To be done
Swap each occurrence of "Target" in the listing below for "Object". Keep every other part of the lines the same.

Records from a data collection
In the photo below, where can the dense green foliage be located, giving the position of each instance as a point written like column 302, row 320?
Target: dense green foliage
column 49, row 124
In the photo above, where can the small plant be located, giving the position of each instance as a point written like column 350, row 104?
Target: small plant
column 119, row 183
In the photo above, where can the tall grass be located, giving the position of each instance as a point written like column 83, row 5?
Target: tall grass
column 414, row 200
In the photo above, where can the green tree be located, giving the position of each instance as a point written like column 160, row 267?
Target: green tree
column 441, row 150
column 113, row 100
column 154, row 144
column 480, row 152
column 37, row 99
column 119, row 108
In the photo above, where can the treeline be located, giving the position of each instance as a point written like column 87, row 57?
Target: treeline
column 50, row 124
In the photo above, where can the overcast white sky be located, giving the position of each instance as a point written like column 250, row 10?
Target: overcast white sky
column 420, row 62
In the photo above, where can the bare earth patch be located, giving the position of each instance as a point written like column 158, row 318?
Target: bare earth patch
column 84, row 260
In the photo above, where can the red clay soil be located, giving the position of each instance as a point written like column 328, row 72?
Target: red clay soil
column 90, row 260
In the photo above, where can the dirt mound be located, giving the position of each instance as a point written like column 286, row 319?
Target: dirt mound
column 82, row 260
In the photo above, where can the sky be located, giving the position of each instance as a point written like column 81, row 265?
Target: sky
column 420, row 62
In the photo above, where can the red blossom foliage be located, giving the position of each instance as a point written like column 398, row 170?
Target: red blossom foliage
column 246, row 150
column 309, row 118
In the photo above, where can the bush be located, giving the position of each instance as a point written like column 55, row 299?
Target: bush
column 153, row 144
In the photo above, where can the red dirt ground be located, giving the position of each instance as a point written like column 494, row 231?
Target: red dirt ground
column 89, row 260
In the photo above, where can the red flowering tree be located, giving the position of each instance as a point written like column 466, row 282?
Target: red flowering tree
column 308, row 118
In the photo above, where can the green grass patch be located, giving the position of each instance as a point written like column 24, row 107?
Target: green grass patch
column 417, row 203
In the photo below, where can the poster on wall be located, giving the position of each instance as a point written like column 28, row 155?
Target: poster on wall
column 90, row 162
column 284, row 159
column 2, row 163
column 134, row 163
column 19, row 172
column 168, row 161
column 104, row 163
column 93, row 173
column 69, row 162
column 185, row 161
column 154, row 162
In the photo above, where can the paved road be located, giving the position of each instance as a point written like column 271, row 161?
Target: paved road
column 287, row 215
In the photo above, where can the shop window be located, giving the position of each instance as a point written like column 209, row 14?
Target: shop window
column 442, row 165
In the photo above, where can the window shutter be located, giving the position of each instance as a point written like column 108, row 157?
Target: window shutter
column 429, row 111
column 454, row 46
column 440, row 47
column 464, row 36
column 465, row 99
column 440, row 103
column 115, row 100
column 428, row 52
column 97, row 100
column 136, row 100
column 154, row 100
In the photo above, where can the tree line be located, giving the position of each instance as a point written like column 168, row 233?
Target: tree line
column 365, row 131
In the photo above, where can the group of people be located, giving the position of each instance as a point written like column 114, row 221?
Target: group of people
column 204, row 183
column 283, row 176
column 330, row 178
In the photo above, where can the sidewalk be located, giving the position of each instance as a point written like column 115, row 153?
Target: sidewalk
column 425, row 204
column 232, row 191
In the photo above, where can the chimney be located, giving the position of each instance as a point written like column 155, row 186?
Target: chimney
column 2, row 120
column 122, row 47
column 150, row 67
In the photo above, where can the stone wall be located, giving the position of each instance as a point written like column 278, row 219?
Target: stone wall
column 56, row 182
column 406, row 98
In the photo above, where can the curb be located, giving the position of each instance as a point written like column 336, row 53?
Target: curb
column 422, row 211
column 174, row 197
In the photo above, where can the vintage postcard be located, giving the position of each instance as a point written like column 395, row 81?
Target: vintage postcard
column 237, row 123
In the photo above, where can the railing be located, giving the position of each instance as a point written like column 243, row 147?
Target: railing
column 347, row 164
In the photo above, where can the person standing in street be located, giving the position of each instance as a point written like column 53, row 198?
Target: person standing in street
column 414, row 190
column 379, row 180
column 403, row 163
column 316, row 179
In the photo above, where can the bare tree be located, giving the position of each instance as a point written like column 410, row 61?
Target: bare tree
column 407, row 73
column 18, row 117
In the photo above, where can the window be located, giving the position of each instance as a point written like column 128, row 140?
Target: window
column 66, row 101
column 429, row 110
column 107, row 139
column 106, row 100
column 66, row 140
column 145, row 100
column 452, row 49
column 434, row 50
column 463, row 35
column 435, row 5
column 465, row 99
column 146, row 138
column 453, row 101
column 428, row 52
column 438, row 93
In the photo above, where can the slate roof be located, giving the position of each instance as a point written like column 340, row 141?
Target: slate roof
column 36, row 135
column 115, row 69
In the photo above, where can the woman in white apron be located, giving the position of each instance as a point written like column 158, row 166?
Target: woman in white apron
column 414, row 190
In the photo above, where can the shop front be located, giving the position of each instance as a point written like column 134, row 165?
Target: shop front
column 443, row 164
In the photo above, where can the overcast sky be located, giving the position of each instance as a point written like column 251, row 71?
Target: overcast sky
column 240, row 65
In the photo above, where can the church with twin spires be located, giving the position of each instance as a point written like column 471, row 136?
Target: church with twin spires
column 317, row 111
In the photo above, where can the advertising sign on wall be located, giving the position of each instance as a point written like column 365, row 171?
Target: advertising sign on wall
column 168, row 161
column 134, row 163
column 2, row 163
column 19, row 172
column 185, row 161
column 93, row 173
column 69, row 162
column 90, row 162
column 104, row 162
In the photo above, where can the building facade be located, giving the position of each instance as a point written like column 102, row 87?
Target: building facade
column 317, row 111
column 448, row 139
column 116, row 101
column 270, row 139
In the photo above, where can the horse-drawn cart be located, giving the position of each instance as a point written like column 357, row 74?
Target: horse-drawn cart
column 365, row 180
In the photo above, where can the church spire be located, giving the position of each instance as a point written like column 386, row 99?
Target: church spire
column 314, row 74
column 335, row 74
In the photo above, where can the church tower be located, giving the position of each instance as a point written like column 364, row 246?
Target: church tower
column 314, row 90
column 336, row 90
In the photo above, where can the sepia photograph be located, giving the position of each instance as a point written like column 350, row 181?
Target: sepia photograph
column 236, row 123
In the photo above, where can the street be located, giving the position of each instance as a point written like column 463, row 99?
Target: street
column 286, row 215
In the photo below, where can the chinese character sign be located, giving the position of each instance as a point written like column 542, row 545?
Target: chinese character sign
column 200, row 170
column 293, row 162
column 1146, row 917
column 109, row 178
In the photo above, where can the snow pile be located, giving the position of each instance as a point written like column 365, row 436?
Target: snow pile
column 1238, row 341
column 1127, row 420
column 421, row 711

Exercise solution
In the photo below, where can the dense green foliage be located, giving the position of each instance as a point written like column 302, row 320?
Object: dense green foliage
column 49, row 124
In the photo above, where can the small plant be located, giving the position of each instance as a point written like column 350, row 104?
Object: small plant
column 119, row 183
In the photo above, where can the tall grass be located, giving the position of each instance as a point written like column 83, row 5?
Object: tall grass
column 414, row 200
In the photo above, where can the green tree be located, giving the position of each instance as a point written like column 160, row 267?
Object: green tree
column 441, row 150
column 113, row 100
column 154, row 144
column 480, row 152
column 37, row 99
column 119, row 108
In the photo above, where can the treeline be located, giving the position of each instance as a point written like column 87, row 57?
Object: treeline
column 50, row 124
In the photo above, where can the overcast white sky be located, giving the position of each instance as a point written like column 250, row 10?
Object: overcast white sky
column 420, row 62
In the photo above, where can the bare earth patch be located, giving the position of each instance as a point written like column 158, row 318?
Object: bare earth patch
column 84, row 260
In the photo above, where can the red clay soil be located, giving the position of each instance as a point written like column 328, row 72?
Object: red clay soil
column 90, row 260
In the photo above, where can the dirt mound be located, giving the position of each instance as a point written like column 286, row 319?
Object: dirt mound
column 82, row 260
In the photo above, where can the sky be located, giving the position of each instance as a point written like column 81, row 265?
Object: sky
column 420, row 62
In the photo above, where can the red blossom foliage be located, giving the position of each instance as a point written like column 398, row 170?
Object: red blossom foliage
column 246, row 150
column 309, row 118
In the photo above, where can the bush be located, giving the position of each instance as a point written like column 55, row 299?
Object: bush
column 153, row 144
In the photo above, where can the red dirt ground be located, giving the position of each instance as a point written like column 494, row 231?
Object: red dirt ground
column 89, row 260
In the photo above, where can the red flowering tree be located, giving the position of each instance as a point written like column 466, row 282?
Object: red flowering tree
column 308, row 118
In the photo above, where can the green grass patch be located, giving the position of each instance as a point written like column 24, row 107?
Object: green grass patch
column 417, row 203
In the photo below, where can the poster on wall be located, giving the position of each instance as a point written like column 28, row 155?
Object: poster on wall
column 90, row 162
column 284, row 159
column 2, row 163
column 134, row 163
column 19, row 172
column 168, row 161
column 104, row 163
column 93, row 173
column 69, row 162
column 185, row 161
column 154, row 162
In the photo above, where can the paved road be located, giving the position of each instance as a point written like column 271, row 161?
Object: paved road
column 287, row 215
In the photo above, where can the shop window be located, giving the position of each instance as a point written like column 209, row 14?
Object: shop window
column 442, row 165
In the photo above, where can the window shutter be located, giving the position of each instance as a point written like column 108, row 157?
Object: window shutter
column 429, row 111
column 454, row 46
column 440, row 47
column 464, row 36
column 465, row 99
column 440, row 103
column 115, row 100
column 428, row 52
column 97, row 100
column 136, row 100
column 154, row 100
In the photo above, where can the tree line be located, giving the position of each instance as a point written like column 168, row 233?
Object: tree line
column 365, row 131
In the photo above, where can the group of people be located, giving the position of each instance as a point written like column 114, row 221?
Object: group of people
column 204, row 183
column 283, row 176
column 330, row 178
In the photo above, where can the sidewalk be located, giving the position of each instance as a point written like column 115, row 153?
Object: sidewalk
column 425, row 204
column 232, row 191
In the photo above, where can the chimney be located, giving the position of each instance as a point written like column 155, row 186?
Object: chimney
column 2, row 120
column 122, row 47
column 150, row 67
In the photo above, where can the stone wall be located, giving the position of each instance as a point written like column 278, row 219?
Object: stone wall
column 56, row 182
column 406, row 98
In the photo above, where can the curb be located, giving the position of each instance as a point written like column 336, row 53?
Object: curb
column 422, row 211
column 174, row 197
In the photo above, where can the vintage postcard be located, giving the position of each instance as a point written like column 395, row 81?
Object: vintage postcard
column 237, row 123
In the photo above, where can the railing be located, giving the position of each instance as a point written like column 243, row 147?
Object: railing
column 347, row 164
In the photo above, where can the person standing in street be located, giving the position of each instance as a point written like column 53, row 198?
Object: person standing in street
column 414, row 190
column 379, row 180
column 403, row 163
column 316, row 179
In the photo above, where can the bare tree be located, giving the position of each instance as a point written like column 410, row 61?
Object: bare tree
column 407, row 73
column 18, row 117
In the photo above, where can the window be located, giving the position of each instance as a point written like column 128, row 140?
Object: window
column 66, row 101
column 429, row 110
column 107, row 139
column 106, row 100
column 66, row 140
column 145, row 100
column 452, row 49
column 434, row 50
column 463, row 35
column 435, row 5
column 465, row 99
column 146, row 138
column 453, row 101
column 428, row 52
column 438, row 93
In the photo above, where can the slate roof be located, giving the position of each instance as a point written like column 340, row 141?
Object: slate roof
column 36, row 135
column 115, row 69
In the photo above, where can the woman in white apron be located, giving the position of each instance as a point written like column 158, row 166?
Object: woman in white apron
column 414, row 190
In the photo above, where can the shop front be located, giving the position of each instance as a point written like column 134, row 165?
Object: shop front
column 443, row 164
In the photo above, where can the overcast sky be located, giving the position of each instance as a point written like column 251, row 71?
Object: overcast sky
column 240, row 65
In the photo above, where can the church with twin spires be located, giving the position of each instance as a point written like column 471, row 136?
Object: church with twin spires
column 317, row 111
In the photo above, where can the advertising sign on wall be located, giving the position of each instance as a point written like column 365, row 171?
Object: advertising sign on wall
column 168, row 161
column 134, row 163
column 2, row 163
column 19, row 172
column 185, row 161
column 93, row 173
column 69, row 162
column 90, row 162
column 104, row 162
In the photo above, where can the building facade be located, giving the position of each instance as a point written like column 102, row 87?
Object: building facade
column 317, row 111
column 448, row 139
column 116, row 101
column 270, row 139
In the photo above, where can the horse-drawn cart be located, giving the position of each instance as a point written like column 357, row 74?
Object: horse-drawn cart
column 365, row 180
In the photo above, where can the church spire be located, giving the position of each instance as a point written like column 386, row 99?
Object: church spire
column 314, row 74
column 335, row 74
In the photo above, where can the church tower be located, giving the position of each instance as a point written like column 364, row 246?
Object: church tower
column 314, row 90
column 336, row 90
In the photo above, where can the sepia photograph be located, giving the position of each instance as a point written like column 350, row 181?
Object: sepia photograph
column 236, row 123
In the photo above, where can the street be located, giving the position of each instance as a point written like column 463, row 99?
Object: street
column 286, row 215
In the photo below, where can the chinese character sign be located, giving the position of each instance as a point written like column 542, row 545?
Object: chinese character sign
column 200, row 170
column 293, row 162
column 1146, row 917
column 109, row 178
In the photo above, where can the snow pile be located, giving the position of each instance as a point written like column 365, row 436?
Object: snow pile
column 1238, row 341
column 1127, row 420
column 421, row 711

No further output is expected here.